- **PROBLEMS AND TASKS**
a - Copy out the bug report between "12839 – @id: Define" and "for more details.", inclusive, changing "archived snapshot" to "saved copy".
b - In the bug report, what status is given for the bug?

- **SELECTED TEXT**
Start of Block

12839 – @id: Define how Unicode normalization affects the 'unique identifier' status

This is an archived snapshot of W3C's public bugzilla bug tracker, decommissioned in April 2019. Please see the home page for more details.

Bug 12839 - @id: Define how Unicode normalization affects the 'unique identifier' status

Summary: @id: Define how Unicode normalization affects the 'unique identifier' status

Status:	RESOLVED WONTFIX

Alias:	None

Product:	HTML WG
Classification:	Unclassified
Component:	LC1 HTML5 spec (show other bugs)
Version:	unspecified
Hardware:	PC All

Importance:	P3 normal
Target Milestone:	---
Assignee:	contributor
QA Contact:	HTML WG Bugzilla archive list

URL:	http://dev.w3.org/html5/spec/elements...
Whiteboard:
Keywords:

Depends on:
Blocks:

Reported:	2011-06-01 01:18 UTC by Leif Halvard Silli
Modified:	2011-12-02 18:07 UTC (History)
CC List:	8 users (show)

See Also:

Attachments

Description Leif Halvard Silli 2011-06-01 01:18:20 UTC

PROPOSAL: 

  * DEFINE 'unique identifier'. 
  * SUGGESTED DEFINITION: State that W3C normalization [*] must be performed before it can be established whether the @id is valid. That is: before it can be established whether it constitutes a  'unique identifier'.  [*] http://unicode.org/faq/normalization.html#7

This means (and this should perhaps be emphasized) that  if two id attributes differ only with regard to their normalization form, then it is a violation of the "unique identifier" requirement.

End of Block

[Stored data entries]

Start of Block

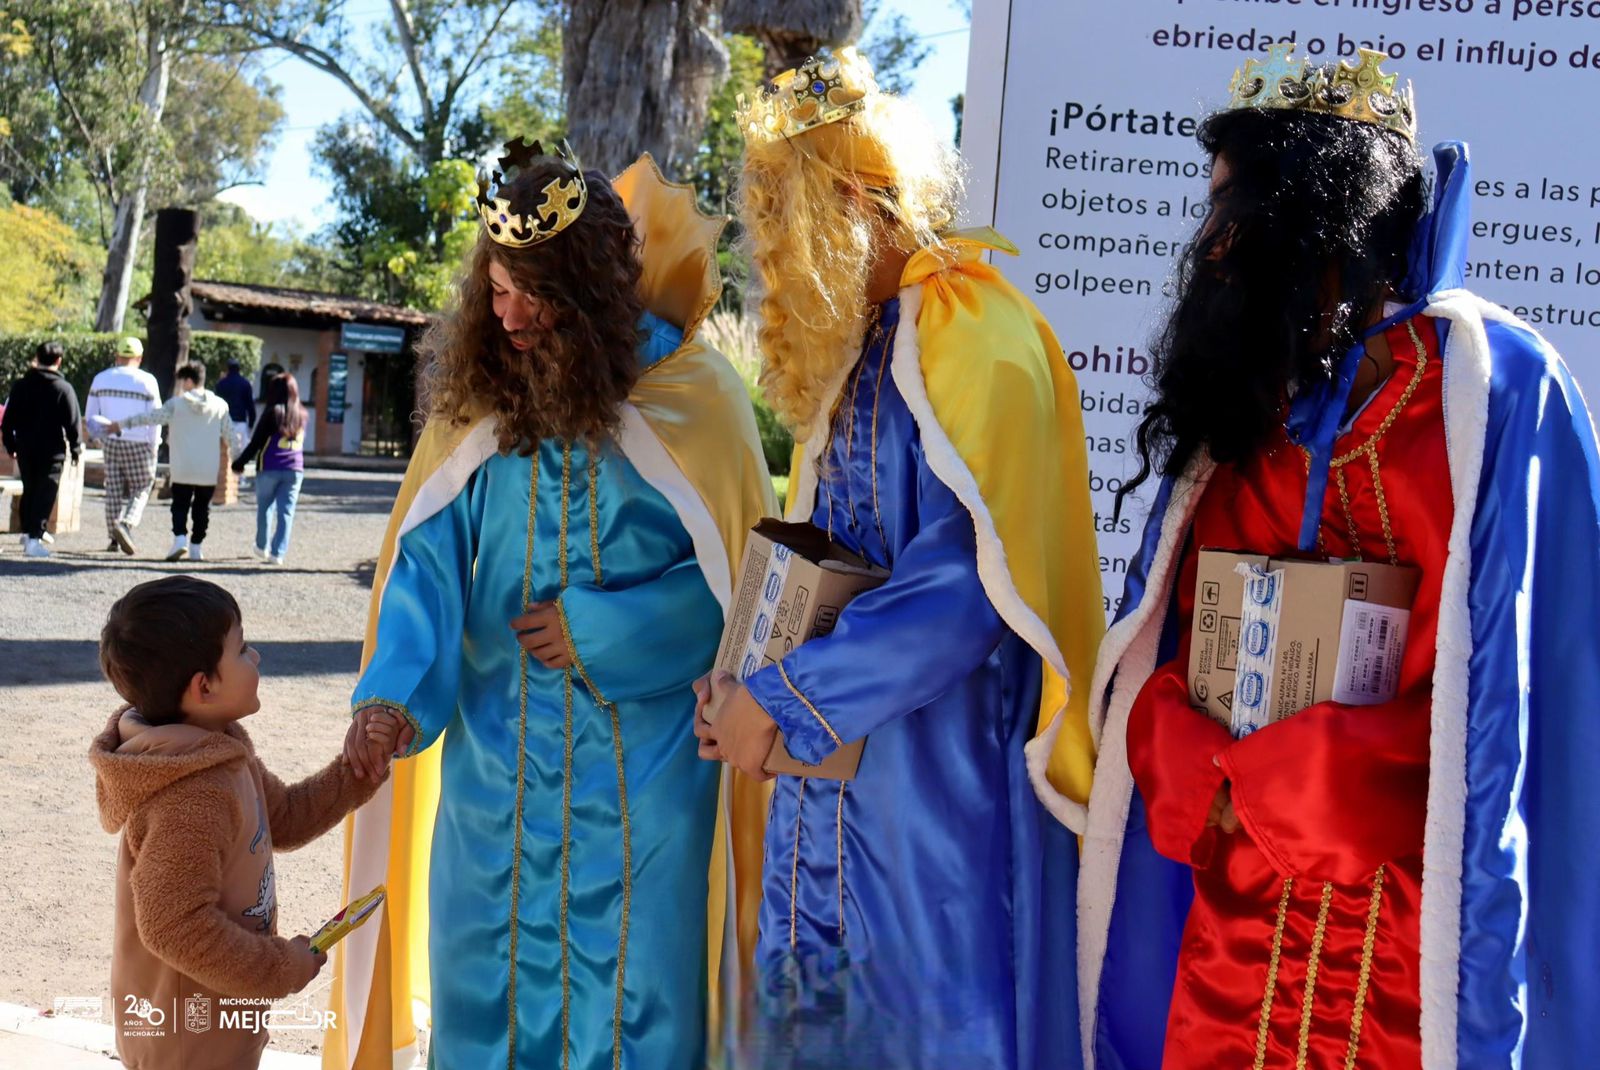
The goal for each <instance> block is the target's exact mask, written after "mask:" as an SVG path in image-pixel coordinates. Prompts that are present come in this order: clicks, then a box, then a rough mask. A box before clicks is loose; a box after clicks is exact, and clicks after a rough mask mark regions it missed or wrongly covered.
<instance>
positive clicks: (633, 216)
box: [323, 155, 776, 1070]
mask: <svg viewBox="0 0 1600 1070" xmlns="http://www.w3.org/2000/svg"><path fill="white" fill-rule="evenodd" d="M614 186H616V190H618V194H619V195H621V197H622V200H624V203H626V205H627V208H629V214H630V216H632V218H634V227H635V230H637V232H638V235H640V240H642V261H643V267H645V270H643V277H642V280H640V289H642V293H643V296H645V304H646V307H648V309H650V310H651V312H653V313H656V315H659V317H661V318H664V320H667V321H669V323H674V325H680V326H682V328H683V345H682V347H680V349H677V350H675V352H674V353H670V355H669V357H666V358H662V360H661V361H658V363H656V365H654V366H653V368H651V369H650V371H648V373H646V374H645V376H643V377H642V379H640V382H638V385H637V387H635V389H634V392H632V395H630V397H629V403H630V405H632V406H634V408H635V409H637V411H638V414H640V416H642V417H643V422H645V424H646V425H648V432H650V433H653V437H654V440H656V441H659V445H661V446H662V448H664V449H666V456H667V457H670V467H674V469H675V477H677V478H680V481H683V483H686V486H688V488H691V491H693V494H694V496H696V497H698V499H699V501H698V504H696V510H699V507H704V512H706V513H709V517H710V521H712V526H714V528H715V539H709V541H706V542H702V541H701V539H699V537H698V539H696V552H698V553H699V557H701V568H702V569H704V571H706V573H707V579H709V581H710V585H712V590H714V592H718V590H722V592H728V590H730V589H731V581H733V576H736V574H738V565H739V560H741V557H742V553H744V539H746V534H747V533H749V531H750V528H752V526H755V523H757V521H758V520H760V518H762V517H770V515H774V513H776V502H774V501H773V489H771V481H770V478H768V473H766V464H765V462H763V459H762V446H760V438H758V435H757V430H755V417H754V413H752V411H750V405H749V397H747V393H746V389H744V382H742V381H741V379H739V376H738V373H734V369H733V366H731V365H730V363H728V360H726V358H725V357H723V355H722V353H718V352H717V350H714V349H710V347H709V345H707V344H706V342H702V341H699V337H698V329H699V326H701V323H702V321H704V318H706V315H707V313H709V312H710V310H712V307H715V304H717V297H718V296H720V293H722V281H720V275H718V269H717V238H718V235H720V234H722V227H723V222H725V221H723V219H714V218H707V216H704V214H701V213H699V210H698V208H696V206H694V194H693V192H691V190H690V189H688V187H686V186H675V184H670V182H667V181H666V179H664V178H662V176H661V171H659V170H658V168H656V165H654V160H651V158H650V157H648V155H645V157H642V158H640V160H638V162H637V163H634V165H632V166H630V168H627V171H624V173H622V174H621V176H618V179H616V182H614ZM469 432H470V427H451V425H448V424H442V422H437V421H430V422H429V424H427V427H426V429H424V430H422V435H421V438H419V441H418V446H416V451H414V454H413V456H411V464H410V467H408V469H406V475H405V480H403V481H402V485H400V493H398V496H397V499H395V505H394V512H392V513H390V518H389V529H387V534H386V536H384V542H382V549H381V552H379V557H378V571H376V576H374V579H373V595H371V609H370V613H368V622H366V641H365V646H363V651H362V664H363V667H365V664H366V662H368V659H370V657H371V654H373V645H374V640H376V630H378V606H379V601H381V598H382V590H384V581H386V579H387V574H389V565H390V561H392V560H394V555H395V544H397V541H398V537H400V533H402V529H408V528H410V526H411V525H414V523H416V517H414V513H416V512H418V510H419V509H422V505H421V504H419V499H418V494H419V491H421V489H422V488H424V485H427V483H429V481H430V480H434V478H435V477H438V475H440V473H442V472H443V470H445V469H446V464H448V462H450V461H451V459H453V457H454V459H456V462H458V464H459V451H461V448H462V443H464V441H466V440H467V437H469ZM733 443H742V445H744V449H734V448H731V446H733ZM646 478H648V475H646ZM667 497H669V501H674V504H677V499H674V496H672V494H669V496H667ZM680 515H682V513H680ZM408 518H410V523H408ZM686 526H688V525H686ZM691 531H694V528H691ZM710 541H715V544H717V545H715V549H714V550H709V549H707V544H709V542H710ZM712 558H714V560H712ZM438 755H440V749H438V747H434V749H430V750H427V752H424V753H422V755H418V757H416V758H413V760H408V761H398V763H395V765H394V771H392V774H390V779H389V784H386V785H384V789H382V790H381V792H379V795H378V797H374V800H373V801H371V803H368V804H366V806H365V808H363V809H362V811H360V814H357V816H352V817H350V819H347V820H346V841H344V891H346V899H349V897H350V896H352V894H357V896H358V894H365V892H366V891H370V888H368V884H378V883H384V884H387V888H389V899H387V904H386V907H384V910H382V915H381V918H379V924H376V926H373V924H370V926H366V931H363V932H357V934H354V936H352V937H350V939H347V940H346V942H342V944H341V945H339V947H338V948H336V952H334V953H336V963H334V982H333V992H331V1000H330V1003H331V1009H333V1011H336V1012H338V1017H336V1024H334V1028H333V1030H331V1032H328V1033H326V1035H325V1038H323V1067H325V1068H328V1070H349V1068H352V1067H354V1068H358V1070H390V1068H392V1067H395V1065H410V1062H408V1060H406V1057H408V1052H410V1051H414V1044H416V1030H414V1025H413V1003H414V1001H422V1003H426V1001H427V1000H429V963H427V868H429V848H430V841H432V830H434V812H435V809H437V803H438ZM763 808H765V797H763V792H762V785H758V784H754V782H750V781H747V779H744V777H739V776H736V774H731V773H725V774H723V800H722V804H720V806H718V812H717V836H715V840H714V844H715V846H714V856H712V868H710V896H709V904H707V910H709V920H710V926H709V934H707V939H709V945H710V947H709V950H710V960H709V961H710V969H712V977H710V984H712V993H714V1001H712V1014H714V1024H715V1019H717V1016H720V1014H726V1008H723V1006H720V1004H718V1003H717V1000H715V996H717V995H718V993H734V992H738V988H739V985H738V982H736V971H738V969H739V964H741V961H742V963H749V956H750V952H752V948H754V940H755V908H757V905H758V902H760V865H762V854H760V852H762V822H760V814H762V812H763ZM730 820H731V824H733V830H734V832H733V835H731V836H730V835H728V832H726V828H728V822H730ZM730 873H731V875H733V880H731V884H730ZM730 905H733V908H734V910H736V913H738V924H734V926H731V928H730V926H725V918H726V913H728V910H730ZM710 1036H712V1038H715V1036H717V1030H715V1028H712V1033H710Z"/></svg>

End of Block

- **ANSWERS FOR THIS EXERCISE**
a -
12839 – @id: Define how Unicode normalization affects the 'unique identifier' status

This is an saved copy of W3C's public bugzilla bug tracker, decommissioned in April 2019. Please see the home page for more details.

b - RESOLVED WONTFIX